[Task to complete]
Retype the listing that follows, exactly as written.
——
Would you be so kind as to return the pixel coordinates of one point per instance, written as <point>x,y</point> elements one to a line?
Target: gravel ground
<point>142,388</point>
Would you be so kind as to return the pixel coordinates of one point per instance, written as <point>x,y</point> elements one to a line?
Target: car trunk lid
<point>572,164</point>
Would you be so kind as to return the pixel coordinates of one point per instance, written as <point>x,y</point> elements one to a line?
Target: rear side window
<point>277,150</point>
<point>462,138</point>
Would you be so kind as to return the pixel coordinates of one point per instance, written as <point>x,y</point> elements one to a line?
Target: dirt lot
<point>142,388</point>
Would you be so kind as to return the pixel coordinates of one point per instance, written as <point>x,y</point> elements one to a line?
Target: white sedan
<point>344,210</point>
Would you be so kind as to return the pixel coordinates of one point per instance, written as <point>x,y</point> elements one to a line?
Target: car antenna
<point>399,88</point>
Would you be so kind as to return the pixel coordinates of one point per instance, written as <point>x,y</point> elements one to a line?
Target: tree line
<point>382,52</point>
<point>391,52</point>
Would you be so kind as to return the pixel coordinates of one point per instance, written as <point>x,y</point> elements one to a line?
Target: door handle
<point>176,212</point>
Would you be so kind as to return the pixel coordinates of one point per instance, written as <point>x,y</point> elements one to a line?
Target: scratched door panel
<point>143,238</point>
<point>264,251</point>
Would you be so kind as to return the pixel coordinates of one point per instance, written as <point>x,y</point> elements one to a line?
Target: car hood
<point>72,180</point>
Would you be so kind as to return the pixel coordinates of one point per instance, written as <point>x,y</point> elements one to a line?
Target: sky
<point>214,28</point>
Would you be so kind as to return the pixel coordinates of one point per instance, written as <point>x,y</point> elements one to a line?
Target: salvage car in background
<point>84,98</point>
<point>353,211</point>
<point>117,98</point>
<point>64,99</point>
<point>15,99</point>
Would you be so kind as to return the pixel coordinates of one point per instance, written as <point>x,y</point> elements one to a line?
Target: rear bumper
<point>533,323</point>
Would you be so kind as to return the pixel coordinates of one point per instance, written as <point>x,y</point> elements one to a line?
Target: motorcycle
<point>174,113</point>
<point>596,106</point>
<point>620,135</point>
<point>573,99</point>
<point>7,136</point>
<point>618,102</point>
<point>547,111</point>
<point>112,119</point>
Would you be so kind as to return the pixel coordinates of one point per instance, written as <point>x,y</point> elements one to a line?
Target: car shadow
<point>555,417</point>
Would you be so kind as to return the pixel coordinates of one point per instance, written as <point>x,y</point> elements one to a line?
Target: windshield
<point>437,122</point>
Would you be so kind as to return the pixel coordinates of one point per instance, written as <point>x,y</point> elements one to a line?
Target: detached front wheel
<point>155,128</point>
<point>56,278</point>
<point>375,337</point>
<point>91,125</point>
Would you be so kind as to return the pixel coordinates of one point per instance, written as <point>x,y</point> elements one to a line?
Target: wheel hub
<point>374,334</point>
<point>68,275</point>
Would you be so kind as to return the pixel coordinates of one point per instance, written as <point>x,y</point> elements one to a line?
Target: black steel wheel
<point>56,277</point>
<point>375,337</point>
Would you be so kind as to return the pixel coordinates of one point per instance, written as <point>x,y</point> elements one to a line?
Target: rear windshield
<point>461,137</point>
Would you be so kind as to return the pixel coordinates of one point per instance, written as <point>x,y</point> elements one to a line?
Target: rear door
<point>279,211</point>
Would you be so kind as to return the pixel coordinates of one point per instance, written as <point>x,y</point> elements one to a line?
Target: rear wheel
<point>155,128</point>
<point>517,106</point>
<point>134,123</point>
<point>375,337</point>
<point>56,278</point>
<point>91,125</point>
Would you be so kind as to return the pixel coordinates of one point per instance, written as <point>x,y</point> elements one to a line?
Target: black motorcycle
——
[Solution for this task]
Would you be so kind as to return the pixel coordinates of one point per instance, written as <point>x,y</point> elements one to a line?
Target: gravel ground
<point>142,388</point>
Would you be so kind as to return the pixel coordinates of one point per instance, written as <point>x,y</point> elements one to a line?
Target: car trunk lid
<point>572,164</point>
Would you be so kind as to return the pixel coordinates of one point per instance, written as <point>x,y</point> elements one to a line?
Target: rear side window
<point>277,150</point>
<point>462,138</point>
Would you be so kind as to return the pixel coordinates of one point per instance, written as <point>x,y</point> elements one to a line?
Target: dirt lot
<point>142,388</point>
Would you be so kind as to return the pixel coordinates of one point per instance, written as <point>x,y</point> elements one to a line?
Target: white sedan
<point>344,210</point>
Would you be so kind as to return the pixel coordinates of one point per instance, written as <point>x,y</point> elements one to a line?
Target: car antenna
<point>399,88</point>
Would you be so kind as to return the pixel coordinates of one point per instance, written as <point>x,y</point> elements one to a line?
Target: tree line
<point>382,52</point>
<point>391,52</point>
Would you be so kind as to return the pixel coordinates of one point per instance, written as <point>x,y</point> elements one to a line?
Target: door handle
<point>176,212</point>
Would you be so kind as to return the pixel coordinates of one point per instance, written as <point>x,y</point> elements one to a line?
Target: scratched door panel
<point>143,238</point>
<point>264,251</point>
Would you be so kind as to return the pixel coordinates of one point per instance, written as <point>x,y</point> elements one to a line?
Target: car hood
<point>72,180</point>
Would you be so kind as to return the pixel coordinates of one point per instance, written as <point>x,y</point> elements one to a line?
Target: sky
<point>214,28</point>
Would you be so kind as to return the pixel coordinates of one point per instance, written as <point>x,y</point> elements one to a line?
Target: salvage car in background
<point>84,98</point>
<point>353,211</point>
<point>117,98</point>
<point>64,99</point>
<point>15,99</point>
Would you be so kind as to return the pixel coordinates of one point per instance, written as <point>x,y</point> elements one to a line?
Target: rear bumper
<point>533,323</point>
Would you be so kind as to return the pixel coordinates of one point per instance, written as <point>x,y</point> elements one to a line?
Target: motorcycle
<point>174,113</point>
<point>596,106</point>
<point>620,135</point>
<point>573,99</point>
<point>7,136</point>
<point>618,102</point>
<point>547,111</point>
<point>112,119</point>
Would you be so kind as to return the pixel coordinates of one point per instance, written as <point>x,y</point> elements one to a line?
Target: car shadow
<point>555,417</point>
Would you be so kind as to return the pixel coordinates of one point per instance, written as <point>x,y</point> elements one to a line?
Target: windshield
<point>437,122</point>
Would you be so kind as to return the pixel coordinates of one point per instance, written as <point>x,y</point> elements one to a line?
Target: detached front wheel
<point>155,128</point>
<point>56,278</point>
<point>375,337</point>
<point>91,125</point>
Would you be so kind as to return the pixel coordinates of one point per instance, written as <point>x,y</point> elements one to a line?
Target: wheel hub
<point>374,334</point>
<point>68,275</point>
Would you be so kind as to return the pixel coordinates of one point per instance, written as <point>x,y</point> elements one to a line?
Target: black steel wheel
<point>56,277</point>
<point>375,337</point>
Would you be so kind as to return the pixel coordinates of one point per instance, written as <point>x,y</point> elements one to a line?
Target: rear windshield
<point>461,137</point>
Would you be so kind as to return the pixel coordinates of one point per instance, written as <point>x,y</point> elements one to a line?
Target: rear door
<point>279,211</point>
Would you be so kind as to return the pixel coordinates of one point per instance, written as <point>x,y</point> elements one to a line?
Target: rear wheel
<point>155,128</point>
<point>517,106</point>
<point>134,123</point>
<point>375,337</point>
<point>56,278</point>
<point>91,125</point>
Would you be so kind as to return the pixel coordinates of one point per instance, written as <point>x,y</point> elements one to a line?
Target: black motorcycle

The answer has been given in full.